**GIVEN REQUEST 1**. Extract the passage of the book reviews between "A Positive Spin" and "as remotely comparable.", inclusive.
**GIVEN REQUEST 2**. Summarize the book reviews in two sentences.

The Carters have written a warm, honest, personal, heartfelt and non-judgmental book. They acknowledge that Childfree is not for everyone, but openly share how it has worked for them and the decision process they employed to get there. The tone of the book is never pushy or self-righteous, which sadly cannot be said of all infertility books and forums.
We still have not decided whether or not adoption is for us, but we feel better equiped to make that decision thanks to both of these books.
A Positive Spin on Bad Luck
This book presents rules that worked for the authors, but may not work for everyone. They certainly don't work for me.
This is meant to be a comforting, positive book for those who lost out in the fertility sweepstakes. It is often Pollyanna-ish -- the authors suggest "helping" careers such as social work and teaching, pets, gardening and hobbies as substitutes for having children, which seems rather bizarre. I don't experience these things as remotely comparable.

**STORED DATA**.
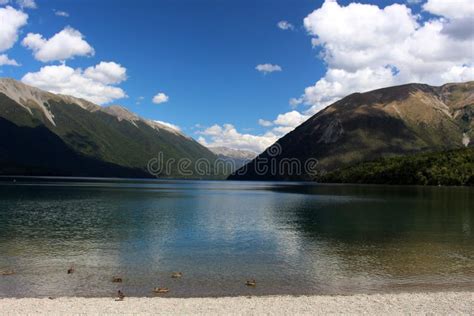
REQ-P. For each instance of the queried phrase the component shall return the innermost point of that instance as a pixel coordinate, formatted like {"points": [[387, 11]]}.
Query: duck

**FINISHED ANSWER 1**.
A Positive Spin on Bad Luck
This book presents rules that worked for the authors, but may not work for everyone. They certainly don't work for me.
This is meant to be a comforting, positive book for those who lost out in the fertility sweepstakes. It is often Pollyanna-ish -- the authors suggest "helping" careers such as social work and teaching, pets, gardening and hobbies as substitutes for having children, which seems rather bizarre. I don't experience these things as remotely comparable.

**FINISHED ANSWER 2**. One review praises the Carters' book as warm, honest, and non-judgmental: it acknowledges that childfree living is not for everyone while openly sharing how the authors made that choice. A second review describes a book meant to comfort those who lost out in the fertility sweepstakes, and calls it often Pollyanna-ish for offering helping careers, pets, gardening, and hobbies as substitutes for children.